Hey Scarah. Gee, what dont i want to know. how old you are and a blogish idea of what youve been doing previous to get where you are now....? not much just a life story i guess lol if im far from confident i would have the nouse for MBBS or even the staying power....what would be a good course/carrer move to test the waters?
 

scarah

Regular Member
okey doke - first of all can one of the mods possibly split this post because it's well and truly off topic?

CIMTC are you thinking of doing nursing instead of Med? Sounds like you're unsure if med's the right pathway for you?

In answer to your questions I'm 28, even nursing is a grad-entry degree for me. I had no idea where i wanted to go after school so I did Arts (psych), but Arts didn't really open any career opportunities I was interested. I though about continuing with psychology (honours and then post grad) but I started to realise it was actually the medical field that interested me. Medicine seemed like a daunting task in terms of getting in so I started nursing as a kind of back-up plan.

Now I've got into med I don't want to leave nursing unfinished because i do enjoy it, so I'm trying to defer my med places to start in 2009. I do really enjoy nursing, I think if I stayed in nursing I would be looking at specialisation in critical care or emergency.

The great things about nursing:
1) patient contact, you get way more time with the patients than doctors do, you really get to know your patients and they tend to trust you and open up more to you than they do to the doctors, they also look to you for advice.
2) problem solving and medical issues - far from just carrying out doctors orders, the nursing role involves a lot of problem solving when patients' medical conditions change or problems arise. In some situations like Emerg the nurse makes a lot of triage decisions, in rural and remote the nurse can be the primary health care worker.

* [USING THE INFORMATION]
1. Answer these from the forum post:
(a) How old does the writer say they are?
(b) What did the writer study after school?
(c) In which year is the writer trying to start the deferred med places?
2. Print the forum post from "Now I've got" up to and including "health care worker.", unchanged.

* [DATA UNDER STUDY]
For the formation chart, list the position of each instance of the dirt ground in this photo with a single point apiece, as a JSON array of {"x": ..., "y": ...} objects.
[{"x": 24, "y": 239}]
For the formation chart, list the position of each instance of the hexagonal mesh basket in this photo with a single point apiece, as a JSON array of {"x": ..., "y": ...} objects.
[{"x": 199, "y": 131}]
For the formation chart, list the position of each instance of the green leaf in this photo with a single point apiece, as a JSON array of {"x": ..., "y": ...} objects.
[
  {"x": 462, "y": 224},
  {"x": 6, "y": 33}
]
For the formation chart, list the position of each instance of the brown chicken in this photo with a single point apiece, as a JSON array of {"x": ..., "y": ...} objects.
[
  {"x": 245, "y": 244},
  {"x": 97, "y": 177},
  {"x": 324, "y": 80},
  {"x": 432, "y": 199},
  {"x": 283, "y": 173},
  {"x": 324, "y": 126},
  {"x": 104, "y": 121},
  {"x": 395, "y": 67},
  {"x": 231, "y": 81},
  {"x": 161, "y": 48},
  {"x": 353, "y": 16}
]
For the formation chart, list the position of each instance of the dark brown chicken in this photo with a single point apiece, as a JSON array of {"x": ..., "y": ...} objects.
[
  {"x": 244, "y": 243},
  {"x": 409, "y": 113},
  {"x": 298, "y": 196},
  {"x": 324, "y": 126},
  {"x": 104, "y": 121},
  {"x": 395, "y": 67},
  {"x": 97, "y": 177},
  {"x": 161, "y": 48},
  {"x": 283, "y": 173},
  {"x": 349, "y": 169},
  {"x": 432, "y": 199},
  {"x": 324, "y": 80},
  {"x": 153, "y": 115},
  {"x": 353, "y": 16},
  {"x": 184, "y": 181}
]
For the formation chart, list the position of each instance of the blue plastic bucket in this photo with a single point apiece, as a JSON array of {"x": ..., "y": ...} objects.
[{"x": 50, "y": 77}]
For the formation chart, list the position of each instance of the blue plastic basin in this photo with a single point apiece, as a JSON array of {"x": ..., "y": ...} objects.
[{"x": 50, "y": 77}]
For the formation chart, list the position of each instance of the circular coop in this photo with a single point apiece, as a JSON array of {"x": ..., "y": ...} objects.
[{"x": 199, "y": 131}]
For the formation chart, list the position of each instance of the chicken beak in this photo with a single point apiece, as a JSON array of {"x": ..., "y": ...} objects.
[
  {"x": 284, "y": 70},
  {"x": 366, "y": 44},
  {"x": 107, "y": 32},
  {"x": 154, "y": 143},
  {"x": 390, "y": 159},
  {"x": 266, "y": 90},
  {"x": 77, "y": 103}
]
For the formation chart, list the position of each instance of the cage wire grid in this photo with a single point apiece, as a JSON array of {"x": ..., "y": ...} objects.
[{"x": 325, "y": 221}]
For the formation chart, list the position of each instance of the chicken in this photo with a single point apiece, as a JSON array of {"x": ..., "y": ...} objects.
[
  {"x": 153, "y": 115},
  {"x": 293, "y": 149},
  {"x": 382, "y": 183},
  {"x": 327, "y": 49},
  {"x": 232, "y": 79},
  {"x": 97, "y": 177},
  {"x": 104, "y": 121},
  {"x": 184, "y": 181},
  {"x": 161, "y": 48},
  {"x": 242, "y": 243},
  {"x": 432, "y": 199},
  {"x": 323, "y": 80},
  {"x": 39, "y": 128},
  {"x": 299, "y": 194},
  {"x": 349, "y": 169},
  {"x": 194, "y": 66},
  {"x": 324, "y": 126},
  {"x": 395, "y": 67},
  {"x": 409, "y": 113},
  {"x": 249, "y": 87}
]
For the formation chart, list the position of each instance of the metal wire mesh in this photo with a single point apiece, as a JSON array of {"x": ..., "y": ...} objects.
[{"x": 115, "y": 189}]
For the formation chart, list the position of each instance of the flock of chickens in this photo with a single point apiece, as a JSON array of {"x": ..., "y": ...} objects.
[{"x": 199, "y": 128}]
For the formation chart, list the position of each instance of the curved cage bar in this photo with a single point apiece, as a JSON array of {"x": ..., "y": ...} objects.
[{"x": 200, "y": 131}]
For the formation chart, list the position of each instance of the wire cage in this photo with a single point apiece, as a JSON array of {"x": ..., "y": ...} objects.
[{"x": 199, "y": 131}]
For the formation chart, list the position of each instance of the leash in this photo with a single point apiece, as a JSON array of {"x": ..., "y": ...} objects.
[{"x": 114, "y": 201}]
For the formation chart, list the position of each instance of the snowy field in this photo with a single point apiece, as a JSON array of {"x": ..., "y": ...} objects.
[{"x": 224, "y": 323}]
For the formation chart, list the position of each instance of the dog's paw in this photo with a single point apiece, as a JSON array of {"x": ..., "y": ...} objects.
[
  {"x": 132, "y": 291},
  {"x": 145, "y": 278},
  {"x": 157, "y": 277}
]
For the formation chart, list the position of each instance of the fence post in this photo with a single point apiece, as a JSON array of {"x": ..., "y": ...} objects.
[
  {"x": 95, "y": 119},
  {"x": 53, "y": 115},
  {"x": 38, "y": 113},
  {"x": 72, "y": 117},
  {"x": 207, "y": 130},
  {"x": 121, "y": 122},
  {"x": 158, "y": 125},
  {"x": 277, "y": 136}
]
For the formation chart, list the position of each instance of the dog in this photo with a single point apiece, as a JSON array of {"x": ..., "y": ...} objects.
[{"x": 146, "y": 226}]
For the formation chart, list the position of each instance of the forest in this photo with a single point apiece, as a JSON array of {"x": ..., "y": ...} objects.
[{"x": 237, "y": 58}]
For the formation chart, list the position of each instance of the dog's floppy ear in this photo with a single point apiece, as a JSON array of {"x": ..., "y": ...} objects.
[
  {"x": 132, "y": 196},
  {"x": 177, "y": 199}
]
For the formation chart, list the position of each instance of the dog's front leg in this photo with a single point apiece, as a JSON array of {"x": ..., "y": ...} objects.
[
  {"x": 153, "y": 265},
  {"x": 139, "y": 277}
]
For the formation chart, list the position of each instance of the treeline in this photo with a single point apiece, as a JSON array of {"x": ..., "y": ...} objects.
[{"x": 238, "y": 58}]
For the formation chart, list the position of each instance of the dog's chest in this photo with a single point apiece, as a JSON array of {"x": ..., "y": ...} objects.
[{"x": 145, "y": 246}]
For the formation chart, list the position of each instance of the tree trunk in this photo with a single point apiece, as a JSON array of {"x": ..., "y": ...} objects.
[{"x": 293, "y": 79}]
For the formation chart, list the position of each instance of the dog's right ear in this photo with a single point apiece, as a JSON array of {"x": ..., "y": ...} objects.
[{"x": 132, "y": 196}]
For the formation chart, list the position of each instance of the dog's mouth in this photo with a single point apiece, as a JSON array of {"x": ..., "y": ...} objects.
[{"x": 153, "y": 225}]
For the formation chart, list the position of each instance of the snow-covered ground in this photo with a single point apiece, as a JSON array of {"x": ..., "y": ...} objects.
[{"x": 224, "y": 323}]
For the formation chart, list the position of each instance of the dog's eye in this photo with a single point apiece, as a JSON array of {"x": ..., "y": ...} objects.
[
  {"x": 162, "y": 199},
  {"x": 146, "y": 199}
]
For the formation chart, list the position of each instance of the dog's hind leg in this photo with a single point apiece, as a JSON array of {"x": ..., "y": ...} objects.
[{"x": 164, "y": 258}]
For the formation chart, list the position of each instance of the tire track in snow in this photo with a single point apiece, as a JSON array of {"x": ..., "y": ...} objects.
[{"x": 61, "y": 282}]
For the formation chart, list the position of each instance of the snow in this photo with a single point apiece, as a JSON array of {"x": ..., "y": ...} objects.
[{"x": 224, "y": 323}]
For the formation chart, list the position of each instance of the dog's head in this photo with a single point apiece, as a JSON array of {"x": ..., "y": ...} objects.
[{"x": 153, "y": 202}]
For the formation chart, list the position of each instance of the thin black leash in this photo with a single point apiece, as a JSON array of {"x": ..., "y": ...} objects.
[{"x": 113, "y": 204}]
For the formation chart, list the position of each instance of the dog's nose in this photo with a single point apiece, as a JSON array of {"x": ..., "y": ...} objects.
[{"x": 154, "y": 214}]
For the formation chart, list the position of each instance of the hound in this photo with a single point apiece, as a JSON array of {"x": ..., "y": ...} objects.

* [ANSWERS TO THE PROBLEMS]
1.
(a) 28
(b) Arts (psych)
(c) 2009

2.
Now I've got into med I don't want to leave nursing unfinished because i do enjoy it, so I'm trying to defer my med places to start in 2009. I do really enjoy nursing, I think if I stayed in nursing I would be looking at specialisation in critical care or emergency.

The great things about nursing:
1) patient contact, you get way more time with the patients than doctors do, you really get to know your patients and they tend to trust you and open up more to you than they do to the doctors, they also look to you for advice.
2) problem solving and medical issues - far from just carrying out doctors orders, the nursing role involves a lot of problem solving when patients' medical conditions change or problems arise. In some situations like Emerg the nurse makes a lot of triage decisions, in rural and remote the nurse can be the primary health care worker.